§ **Set problem 1**
Translate this sentence from the Lustre upstreaming post into Spanish: "If a patch landed in a hypothetical upstream client, it might be around 6 months until a production kernel is using that client."

§ **Page text**
— START —

[lustre-devel] [LSF/MM/BPF TOPIC] [DRAFT] Lustre client upstreaming

Sat Jan 18 13:46:02 PST 2025

> On 1/17/25, 10:17 PM, "Oleg Drokin" <green at whamcloud.com <mailto:green at whamcloud.com>> wrote:
> > On Sat, 2025-01-18 at 11:45 +1100, NeilBrown wrote:
> > We need to demonstrate a process for, and commitment to, moving away
> > from the dual-tree model. We need patches to those parts of Lustre
> > that are upstream to land in upstream first (mostly).
>
>
> I think this is not very realistic.
> Large chunk (100%?) of users do not run not only the latest kernel
> release, they don't run the latest LTS either.
>
>
> When we were in staging last this manifested in random patches being
> landed and breaking the client completely and nobody noticing for
> months.
>
>
> Of course some automatic infrastructure could be built up to make it
> somewhat better, but it does not remove the problem of "nobody would
> run this mainline tree", I am afraid.

I think there's a decent chunk of users on newer kernels. Ubuntu 22/24 is
on (a bit past latest) LTS 6.8 kernel [1], AL2023 is on previous LTS 6.1 [2], and
working on upcoming LTS 6.12 [3].

When a patch lands in lustre-release/master, it could be around 1 - 1.5 years
before it lands in a proper Lustre release. At that point, it might see real
production usage.

If a patch landed in a hypothetical upstream client, it might be around 6
months until a production kernel is using that client.

So I think it's mostly a matter of convincing people to use an upstream
client. I don't think people wanted to use the staging client because it
didn't work well and wasn't stable. And vendors don't want to work on
something that no one uses. It the client is "good enough" and people
are confident it'll continue to be updated, I think they will use it. The
staging client was neither of those things.

So I think the problem at hand is molding the existing development
practices to allow us to deliver an upstream client that has a baseline of
functionality and stability. And at the same time, supporting older vendor
kernels. I don't think it'd be a quick transition, but I think it's a tractable
problem.

[1] Ubuntu kernels - https://ubuntu.com/kernel/lifecycle
[2] AL2023 6.1 - https://github.com/amazonlinux/linux/commit/ef9660091712fa9edd137180b8925ea6316c8043
[3] AL2023 6.12 - https://github.com/amazonlinux/linux/commits/amazon-6.12.y/mainline/

> It does not hep that there are what 3? 4? trees, not "dual-tree" by any
> stretch of imagination.
>
>
> There's DDN/whamcloud (that's really two trees), there's HPE, LLNL
> keeps their fork still I think (thought it's mostly backports?). There
> are likely others I am less exposed to.

— END —

§ **Data shown**

— START —

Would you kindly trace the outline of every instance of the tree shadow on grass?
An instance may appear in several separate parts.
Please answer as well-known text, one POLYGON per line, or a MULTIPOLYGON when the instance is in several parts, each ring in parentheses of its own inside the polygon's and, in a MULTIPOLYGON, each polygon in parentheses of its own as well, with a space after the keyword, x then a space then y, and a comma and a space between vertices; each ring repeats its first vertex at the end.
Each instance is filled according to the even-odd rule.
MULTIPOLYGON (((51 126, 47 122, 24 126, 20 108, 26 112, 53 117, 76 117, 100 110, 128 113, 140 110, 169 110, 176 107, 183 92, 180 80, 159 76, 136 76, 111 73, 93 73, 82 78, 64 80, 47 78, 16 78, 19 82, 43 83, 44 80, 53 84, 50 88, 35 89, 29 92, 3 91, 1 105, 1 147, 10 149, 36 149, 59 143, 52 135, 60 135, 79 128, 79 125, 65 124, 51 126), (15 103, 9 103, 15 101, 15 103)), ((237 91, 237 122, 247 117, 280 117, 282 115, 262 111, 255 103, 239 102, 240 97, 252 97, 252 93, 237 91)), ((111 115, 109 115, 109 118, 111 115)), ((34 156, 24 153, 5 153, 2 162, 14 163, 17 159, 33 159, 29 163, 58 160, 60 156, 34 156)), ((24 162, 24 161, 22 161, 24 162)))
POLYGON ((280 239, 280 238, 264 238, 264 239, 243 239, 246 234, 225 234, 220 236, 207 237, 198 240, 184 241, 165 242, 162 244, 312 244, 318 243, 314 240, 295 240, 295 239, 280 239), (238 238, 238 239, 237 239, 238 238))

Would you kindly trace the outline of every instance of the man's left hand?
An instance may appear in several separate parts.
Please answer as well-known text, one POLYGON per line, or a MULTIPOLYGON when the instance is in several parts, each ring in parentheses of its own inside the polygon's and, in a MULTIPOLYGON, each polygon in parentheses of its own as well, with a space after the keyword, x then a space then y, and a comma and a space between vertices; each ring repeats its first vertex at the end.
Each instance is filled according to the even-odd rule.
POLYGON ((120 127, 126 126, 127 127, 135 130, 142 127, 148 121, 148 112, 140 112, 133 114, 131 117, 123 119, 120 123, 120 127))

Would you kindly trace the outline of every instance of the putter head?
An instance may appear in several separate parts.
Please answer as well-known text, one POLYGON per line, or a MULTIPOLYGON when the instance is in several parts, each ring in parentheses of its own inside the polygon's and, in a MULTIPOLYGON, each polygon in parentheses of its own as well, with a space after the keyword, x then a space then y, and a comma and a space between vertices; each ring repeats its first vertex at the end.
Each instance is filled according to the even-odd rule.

— END —

§ **Set problem 2**
In the listing, switch "instance" to "object" in the lines from the one with "the putter head?" to the end of the listing, and give back only those lines.

§ **Answer 1**
Si un parche llegara a un cliente upstream hipotético, podrían pasar unos 6 meses hasta que un kernel de producción use ese cliente.

§ **Answer 2**
Would you kindly trace the outline of every object of the putter head?
An object may appear in several separate parts.
Please answer as well-known text, one POLYGON per line, or a MULTIPOLYGON when the object is in several parts, each ring in parentheses of its own inside the polygon's and, in a MULTIPOLYGON, each polygon in parentheses of its own as well, with a space after the keyword, x then a space then y, and a comma and a space between vertices; each ring repeats its first vertex at the end.
Each object is filled according to the even-odd rule.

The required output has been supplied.